---------- DATA EXTRACT

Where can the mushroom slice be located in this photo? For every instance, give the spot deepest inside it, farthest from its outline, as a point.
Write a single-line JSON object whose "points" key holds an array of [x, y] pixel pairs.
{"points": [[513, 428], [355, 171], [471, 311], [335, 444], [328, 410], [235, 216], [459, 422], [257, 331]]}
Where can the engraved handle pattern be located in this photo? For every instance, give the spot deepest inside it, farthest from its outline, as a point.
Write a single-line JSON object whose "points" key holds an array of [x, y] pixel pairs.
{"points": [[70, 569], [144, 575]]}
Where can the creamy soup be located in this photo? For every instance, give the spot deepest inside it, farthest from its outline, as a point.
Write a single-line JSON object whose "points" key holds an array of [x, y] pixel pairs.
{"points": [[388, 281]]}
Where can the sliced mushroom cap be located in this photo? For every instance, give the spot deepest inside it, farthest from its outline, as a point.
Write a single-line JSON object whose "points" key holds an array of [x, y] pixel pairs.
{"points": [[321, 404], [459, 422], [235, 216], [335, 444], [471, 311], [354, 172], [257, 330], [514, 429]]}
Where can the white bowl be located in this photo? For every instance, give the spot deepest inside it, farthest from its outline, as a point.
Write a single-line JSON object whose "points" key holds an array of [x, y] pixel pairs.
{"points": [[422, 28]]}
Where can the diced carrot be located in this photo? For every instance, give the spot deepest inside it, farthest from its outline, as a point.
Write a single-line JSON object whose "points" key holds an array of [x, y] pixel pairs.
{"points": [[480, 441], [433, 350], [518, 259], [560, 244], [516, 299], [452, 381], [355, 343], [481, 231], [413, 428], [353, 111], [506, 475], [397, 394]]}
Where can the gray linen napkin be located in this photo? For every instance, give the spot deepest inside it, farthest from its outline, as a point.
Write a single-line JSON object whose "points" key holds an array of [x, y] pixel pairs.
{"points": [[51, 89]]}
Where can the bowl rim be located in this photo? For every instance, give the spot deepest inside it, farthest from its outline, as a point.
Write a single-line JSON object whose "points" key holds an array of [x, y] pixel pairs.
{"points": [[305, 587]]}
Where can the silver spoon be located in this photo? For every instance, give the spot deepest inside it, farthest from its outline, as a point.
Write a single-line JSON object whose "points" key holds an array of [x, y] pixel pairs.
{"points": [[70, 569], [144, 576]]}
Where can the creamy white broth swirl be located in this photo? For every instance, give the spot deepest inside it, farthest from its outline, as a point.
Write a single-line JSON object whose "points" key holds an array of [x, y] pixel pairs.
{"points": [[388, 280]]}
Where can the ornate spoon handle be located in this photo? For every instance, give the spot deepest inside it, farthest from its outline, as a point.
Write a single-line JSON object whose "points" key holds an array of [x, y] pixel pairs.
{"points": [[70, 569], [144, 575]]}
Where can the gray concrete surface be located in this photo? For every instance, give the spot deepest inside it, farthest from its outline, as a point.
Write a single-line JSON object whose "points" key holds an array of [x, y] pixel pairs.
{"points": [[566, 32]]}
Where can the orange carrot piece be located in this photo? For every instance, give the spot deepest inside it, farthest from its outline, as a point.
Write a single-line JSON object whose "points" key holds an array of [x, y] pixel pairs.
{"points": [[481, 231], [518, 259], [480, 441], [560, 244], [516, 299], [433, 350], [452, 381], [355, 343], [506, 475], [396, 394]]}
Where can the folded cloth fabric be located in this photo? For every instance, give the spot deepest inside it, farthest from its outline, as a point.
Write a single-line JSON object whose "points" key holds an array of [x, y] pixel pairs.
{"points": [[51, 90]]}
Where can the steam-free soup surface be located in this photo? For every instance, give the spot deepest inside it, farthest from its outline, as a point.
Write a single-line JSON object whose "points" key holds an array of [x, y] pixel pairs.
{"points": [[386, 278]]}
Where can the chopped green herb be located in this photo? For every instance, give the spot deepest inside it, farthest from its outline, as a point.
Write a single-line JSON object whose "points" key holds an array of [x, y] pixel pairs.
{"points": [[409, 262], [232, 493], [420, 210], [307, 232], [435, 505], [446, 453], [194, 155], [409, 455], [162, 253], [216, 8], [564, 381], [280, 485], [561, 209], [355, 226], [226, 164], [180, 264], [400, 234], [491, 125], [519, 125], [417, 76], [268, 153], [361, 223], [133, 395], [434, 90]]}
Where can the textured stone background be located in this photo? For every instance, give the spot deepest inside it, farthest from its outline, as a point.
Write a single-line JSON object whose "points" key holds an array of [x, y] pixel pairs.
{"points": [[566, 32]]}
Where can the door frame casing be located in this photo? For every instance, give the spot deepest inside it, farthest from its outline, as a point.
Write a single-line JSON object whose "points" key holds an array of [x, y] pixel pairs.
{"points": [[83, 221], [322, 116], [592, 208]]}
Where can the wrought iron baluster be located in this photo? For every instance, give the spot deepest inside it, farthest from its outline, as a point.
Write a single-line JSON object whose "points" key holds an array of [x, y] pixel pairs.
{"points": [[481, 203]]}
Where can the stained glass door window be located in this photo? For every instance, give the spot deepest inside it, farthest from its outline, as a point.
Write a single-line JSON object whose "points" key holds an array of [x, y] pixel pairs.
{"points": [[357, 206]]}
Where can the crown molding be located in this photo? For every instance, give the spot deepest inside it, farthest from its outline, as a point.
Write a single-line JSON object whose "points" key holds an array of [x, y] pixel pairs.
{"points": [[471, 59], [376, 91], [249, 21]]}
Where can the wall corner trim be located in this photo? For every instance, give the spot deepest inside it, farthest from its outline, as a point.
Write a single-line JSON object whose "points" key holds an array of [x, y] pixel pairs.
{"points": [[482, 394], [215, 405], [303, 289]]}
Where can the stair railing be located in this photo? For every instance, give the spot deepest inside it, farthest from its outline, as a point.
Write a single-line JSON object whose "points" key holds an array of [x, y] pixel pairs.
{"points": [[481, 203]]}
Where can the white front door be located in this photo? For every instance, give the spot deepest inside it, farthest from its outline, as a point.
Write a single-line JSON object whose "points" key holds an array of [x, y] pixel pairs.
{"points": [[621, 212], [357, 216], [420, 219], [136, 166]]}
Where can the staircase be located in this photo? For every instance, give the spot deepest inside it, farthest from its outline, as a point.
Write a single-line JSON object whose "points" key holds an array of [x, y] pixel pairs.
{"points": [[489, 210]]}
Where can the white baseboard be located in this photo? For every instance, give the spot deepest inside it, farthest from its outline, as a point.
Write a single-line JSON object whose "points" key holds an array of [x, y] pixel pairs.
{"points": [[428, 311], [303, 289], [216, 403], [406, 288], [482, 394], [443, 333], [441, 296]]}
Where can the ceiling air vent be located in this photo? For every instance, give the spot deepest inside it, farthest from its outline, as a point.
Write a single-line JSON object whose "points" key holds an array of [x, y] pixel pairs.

--------------------

*PROBLEM*.
Turn the rows above into a single numbered list of their lines, leaving out any blank lines.

*THE RESULT*.
1. Where can the mushroom slice be located in this photo? For every instance, give the spot deepest inside it, farthest from its outline, as a point.
2. Write a single-line JSON object whose "points" key holds an array of [x, y] pixel pairs.
3. {"points": [[513, 428], [355, 171], [471, 311], [335, 444], [328, 410], [235, 216], [459, 422], [257, 331]]}
4. Where can the engraved handle pattern be located in this photo? For every instance, give the spot deepest inside it, farthest from its outline, as a point.
5. Write a single-line JSON object whose "points" key holds an array of [x, y] pixel pairs.
6. {"points": [[70, 569], [144, 575]]}
7. Where can the creamy soup be located in this photo? For every instance, give the spot deepest inside it, farthest from its outline, as a point.
8. Write a single-line JSON object whose "points" key holds an array of [x, y] pixel pairs.
9. {"points": [[388, 281]]}
10. Where can the sliced mushroom cap be located in this photo? For every instance, give the spot deepest inside it, farthest from its outline, as a point.
11. Write a single-line JSON object whose "points" key holds an array of [x, y] pixel pairs.
12. {"points": [[321, 404], [459, 422], [235, 216], [335, 444], [471, 311], [354, 172], [257, 330], [514, 429]]}
13. Where can the white bowl be located in this photo? For every instance, give the spot deepest inside it, farthest from its outline, as a point.
14. Write a single-line JSON object whose "points" key holds an array of [x, y] pixel pairs.
15. {"points": [[422, 28]]}
16. Where can the diced carrot be located in this photo? For every instance, give the spot deepest inside it, farthest from its outline, as a point.
17. Write a single-line JSON object whose "points" key holds an array of [x, y] pixel pairs.
18. {"points": [[480, 441], [433, 350], [518, 259], [560, 244], [516, 299], [452, 381], [355, 343], [481, 231], [413, 428], [353, 111], [506, 475], [397, 394]]}
19. Where can the gray linen napkin be located in this photo? For every instance, give the spot deepest inside it, farthest from its outline, as a point.
20. Write a single-line JSON object whose "points" key holds an array of [x, y] pixel pairs.
21. {"points": [[51, 89]]}
22. Where can the bowl rim be located in this photo? For every instance, give the spot deepest inside it, farthest from its outline, as a point.
23. Write a single-line JSON object whose "points" key holds an array of [x, y] pixel pairs.
24. {"points": [[305, 587]]}
25. Where can the silver spoon be located in this photo? For every instance, give the spot deepest inside it, farthest from its outline, as a point.
26. Write a single-line JSON object whose "points" key holds an array of [x, y] pixel pairs.
27. {"points": [[70, 569], [144, 576]]}
28. Where can the creamy white broth swirl be located in this photo? For every instance, give the spot deepest inside it, farthest from its outline, as a point.
29. Write a single-line JSON object whose "points" key holds an array of [x, y] pixel pairs.
30. {"points": [[388, 280]]}
31. Where can the ornate spoon handle be located in this photo? For every instance, give the spot deepest inside it, farthest from its outline, as a point.
32. Write a single-line JSON object whose "points" key holds an array of [x, y] pixel pairs.
33. {"points": [[70, 569], [144, 575]]}
34. Where can the gray concrete surface be located in this photo? For every instance, give the spot deepest inside it, farthest from its outline, as a point.
35. Write a single-line JSON object whose "points" key holds an array of [x, y] pixel pairs.
36. {"points": [[566, 32]]}
37. Where can the orange carrot piece be located in this photo? For every instance, give the spot deepest inside it, farthest from its outline, as a point.
38. Write a single-line JSON object whose "points" key holds an array of [x, y] pixel pairs.
39. {"points": [[481, 231], [518, 259], [480, 441], [560, 244], [516, 299], [433, 350], [452, 381], [355, 343], [506, 475], [396, 394]]}
40. Where can the folded cloth fabric be located in this photo? For every instance, give the spot deepest inside it, farthest from its outline, as a point.
41. Write a single-line JSON object whose "points" key holds an array of [x, y] pixel pairs.
42. {"points": [[51, 90]]}
43. Where can the steam-free soup surface be located in this photo? For every instance, give the spot deepest inside it, farthest from its outline, as a point.
44. Write a single-line JSON object whose "points" key holds an array of [x, y] pixel pairs.
45. {"points": [[386, 278]]}
46. Where can the chopped green herb be located in this photo? For every instance, give the spot deepest inside it, farthest from its outline, as a point.
47. Write a single-line JSON object whose "points" key holds an array of [x, y] pixel pairs.
48. {"points": [[409, 262], [232, 493], [420, 210], [307, 232], [435, 505], [446, 453], [194, 155], [409, 455], [162, 253], [216, 8], [564, 381], [280, 485], [561, 209], [355, 226], [226, 164], [180, 264], [400, 234], [491, 125], [519, 125], [417, 76], [268, 153], [361, 223], [133, 395], [434, 90]]}
49. Where can the textured stone background be located in this photo? For every instance, give the spot deepest inside it, farthest from its outline, as a point.
50. Write a single-line JSON object whose "points" key holds an array of [x, y] pixel pairs.
51. {"points": [[566, 32]]}
52. Where can the door frame casing be located in this photo? For every instance, give the spot deepest inside it, farthest from its outline, as a point.
53. Write a single-line JSON object whose "points" key holds an array of [x, y] pixel pairs.
54. {"points": [[83, 221], [322, 116], [592, 208]]}
55. Where can the wrought iron baluster be located in this photo? For every instance, give the spot deepest inside it, farthest from its outline, as a point.
56. Write a single-line JSON object whose "points" key holds an array of [x, y] pixel pairs.
57. {"points": [[481, 203]]}
58. Where can the stained glass door window be located in this photo? For every instance, give the spot deepest inside it, farthest from its outline, as a point.
59. Write a single-line JSON object whose "points" key holds an array of [x, y] pixel pairs.
60. {"points": [[357, 206]]}
61. Where can the crown molding be located in this photo? For every instance, give the spot deepest inside it, farthest from its outline, as a point.
62. Write a single-line JSON object whose "points" key holds an array of [x, y] pixel pairs.
63. {"points": [[471, 59], [376, 91], [249, 21]]}
64. Where can the wall corner trim be located in this photo? For every instance, give the spot deepest inside it, farthest from its outline, as a point.
65. Write a single-line JSON object whose "points" key holds an array of [x, y] pixel pairs.
66. {"points": [[482, 394], [215, 405], [303, 289]]}
67. Where can the stair railing be located in this photo? For every instance, give the spot deepest inside it, farthest from its outline, as a point.
68. Write a single-line JSON object whose "points" key holds an array of [x, y] pixel pairs.
69. {"points": [[481, 203]]}
70. Where can the white front door be located in this photo? For every instance, give the spot deepest inside it, farthest from its outline, as a point.
71. Write a single-line JSON object whose "points" key holds an array of [x, y] pixel pairs.
72. {"points": [[621, 212], [357, 216], [420, 219], [136, 166]]}
73. Where can the staircase be located in this photo? For every instance, give the spot deepest inside it, farthest from its outline, as a point.
74. Write a single-line JSON object whose "points" key holds an array of [x, y] pixel pairs.
75. {"points": [[489, 210]]}
76. Where can the white baseboard be located in this photo? For every instance, give the spot deepest inside it, farthest from its outline, as a point.
77. Write a single-line JSON object whose "points" key holds an array of [x, y] pixel pairs.
78. {"points": [[428, 311], [303, 289], [216, 403], [406, 288], [482, 394], [443, 333], [441, 296]]}
79. Where can the ceiling air vent be located in this photo? For every instance, give the spot deepest inside it, farthest from its outline, as a point.
80. Write a single-line JSON object whose "points" key holds an array of [x, y] pixel pairs.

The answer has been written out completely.